Sayfa alıntısı
___

YARGITAY 14. HUKUK DAİRESİ

Tarih: 29.03.2018 Esas: 2015 / 10500 Karar: 2018 / 2493

İnanç Sözleşmesi Yazılı Delil veya Delil Başlangıcı Yoksa İkrar, Yemin Gibi Kesin Delillerle de İspat Edilebilir – Yemin Deliline Dayanılmış ise Davacıya Bu Hakkın Hatırlatılması Gerekir.

Özet:

Davacılar, inanç sözleşmesine dayalı tapu iptali ve tescil; olmazsa tazminat isteminde bulunmuşlardır. İnançlı işlem, kazandırmayı yapan kişiye yani inanana belirli şartlar gerçekleşince, kazandırmanın iadesini isteme hakkı sağlayan bir sözleşmedir. Bu yükümlülüğün yerine getirilmemesi halinde bunun dava yoluyla hükmen yerine getirilmesi istenebilir. İnanç sözleşmesi, ancak yazılı delil veya yazılı delil başlangıcı ile ispatlanabilir. Yazılı delil, tarafların imzalarını taşıyan bir belge olmalıdır. Yazılı delil başlangıcı niteliğinde bir belge varsa inanç sözleşmesi tanık dahil her türlü delille ispat edilebilir. Yazılı delil veya yazılı delil başlangıcı yoksa ikrar, yemin gibi kesin delillerle ispat edilebilir. Davacı yemin deliline dayanmışsa hâkimin, davacıya bu hakkını hatırlatması gerekir. Mahkemece, açıkça yemin deliline dayanmış olan davacıya yemin teklif etme hakkı hatırlatılmaksızın eksik inceleme ile yazılı şekilde karar verilmesi usul ve yasaya aykırıdır. 

Davacılar vekili tarafından, davalı aleyhine 17.07.2013 gününde verilen dilekçe ile inanç sözleşmesine dayalı tapu iptali ve tescil ya da tazminat talebi üzerine yapılan duruşma sonunda; davanın kabulüne dair verilen 29.04.2015 günlü hükmün Yargıtayca incelenmesi davalı vekili tarafından istenilmekle süresinde olduğu anlaşılan temyiz dilekçesinin kabulüne karar verildikten sonra dosya ve içerisindeki bütün kağıtlar incelenerek gereği düşünüldü:

K A R A R

Dava, inanç sözleşmesine dayalı tapu iptali ve tescil ya da tazminat istemine ilişkindir.

___

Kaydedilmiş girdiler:
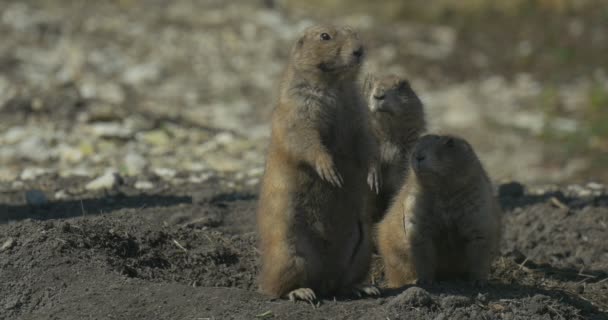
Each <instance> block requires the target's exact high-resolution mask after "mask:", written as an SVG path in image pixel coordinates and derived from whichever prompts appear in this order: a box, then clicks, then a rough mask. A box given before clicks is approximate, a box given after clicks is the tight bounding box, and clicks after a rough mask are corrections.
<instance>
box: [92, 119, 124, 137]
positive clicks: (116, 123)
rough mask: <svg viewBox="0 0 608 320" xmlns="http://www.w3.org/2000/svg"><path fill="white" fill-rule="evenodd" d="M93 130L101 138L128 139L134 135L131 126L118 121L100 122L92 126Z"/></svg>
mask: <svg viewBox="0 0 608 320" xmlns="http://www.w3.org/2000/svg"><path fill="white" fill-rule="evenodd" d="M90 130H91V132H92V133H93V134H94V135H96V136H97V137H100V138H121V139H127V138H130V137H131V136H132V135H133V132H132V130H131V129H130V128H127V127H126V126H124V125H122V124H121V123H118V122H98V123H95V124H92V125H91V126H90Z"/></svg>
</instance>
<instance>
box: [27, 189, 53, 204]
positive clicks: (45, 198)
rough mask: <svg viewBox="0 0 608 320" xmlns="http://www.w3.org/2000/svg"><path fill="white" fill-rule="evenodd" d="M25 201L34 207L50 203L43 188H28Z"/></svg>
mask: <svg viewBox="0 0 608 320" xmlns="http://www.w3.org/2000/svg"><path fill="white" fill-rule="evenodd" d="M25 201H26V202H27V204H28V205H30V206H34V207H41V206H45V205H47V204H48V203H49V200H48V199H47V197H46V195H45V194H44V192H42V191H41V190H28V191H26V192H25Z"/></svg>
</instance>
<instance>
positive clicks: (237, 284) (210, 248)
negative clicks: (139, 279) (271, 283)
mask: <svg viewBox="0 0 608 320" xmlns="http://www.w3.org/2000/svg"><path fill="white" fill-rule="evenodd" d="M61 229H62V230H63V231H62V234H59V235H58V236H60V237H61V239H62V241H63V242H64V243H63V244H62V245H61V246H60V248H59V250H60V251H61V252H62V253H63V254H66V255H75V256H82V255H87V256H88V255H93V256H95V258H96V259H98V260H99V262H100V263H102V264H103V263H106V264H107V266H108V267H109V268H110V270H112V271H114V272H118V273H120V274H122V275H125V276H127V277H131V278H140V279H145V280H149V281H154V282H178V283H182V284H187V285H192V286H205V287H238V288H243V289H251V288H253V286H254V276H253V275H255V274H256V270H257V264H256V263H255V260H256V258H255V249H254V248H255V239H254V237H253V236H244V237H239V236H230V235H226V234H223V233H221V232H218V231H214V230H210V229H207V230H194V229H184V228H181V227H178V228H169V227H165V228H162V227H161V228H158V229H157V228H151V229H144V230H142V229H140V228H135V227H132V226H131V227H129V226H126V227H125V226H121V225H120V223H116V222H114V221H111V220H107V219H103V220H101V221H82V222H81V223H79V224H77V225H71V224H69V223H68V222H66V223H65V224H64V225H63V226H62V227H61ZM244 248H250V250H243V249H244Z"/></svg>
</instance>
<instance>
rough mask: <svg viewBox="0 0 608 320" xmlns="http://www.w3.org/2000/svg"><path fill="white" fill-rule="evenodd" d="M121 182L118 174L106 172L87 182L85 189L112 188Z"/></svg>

___

Yapılacak iş
İnanç sözleşmesi kararını son cümlesinden sonra sürdürün. Girdiler, inanç sözleşmesi kararından bağımsız bir malzemedir.

Yanıt alanı
Davacılar vekili, davalının müvekkili ….. babası, diğer müvekkili ….. kayınpederi olduğunu, davalı adına kayıtlı 31 ada 20 parselde bulunan 1 no’lu bağımsız bölümün, müvekkili ,,,, ait dükkanın satışından elde edilen para ve düğünde takılan altınlarla satın alındığını, ayrıca dairede müvekkillerinin oturduğunu, her türlü tamir ve tadilat işlerinin müvekkillerince yapıldığını ve masraflarının da onlar tarafından karşılandığını ileri sürerek davalı adına kayıtlı tapunun iptali ile müvekkilleri adına tescilini, olmadığı taktirde dairenin dava tarihindeki rayiç bedelinin davalıdan tahsilini talep etmiştir.

Davalı vekili, davacı tarafın iddialarının doğru olmadığını, müvekkilinin 1982 yılında emekli olup aldığı tazminat ile birlikte adına kayıtlı olan arsayı da satarak dava konusu daireyi satın aldığını, davacıların dairede kira vermeden oturmalarının müvekkilinin oğlu ve gelini olmalarından kaynaklandığını belirterek davanın reddini savunmuştur.

Mahkemece, davanın kabulü ile 31 ada 20 parsel sayılı taşınmazda davalı adına kayıtlı 1/4 payın iptali ile 1/2’sinin davacı …, 1/2’sinin davacı … adına tesciline karar verilmiştir.

Hükmü, davalı vekili temyiz etmiştir.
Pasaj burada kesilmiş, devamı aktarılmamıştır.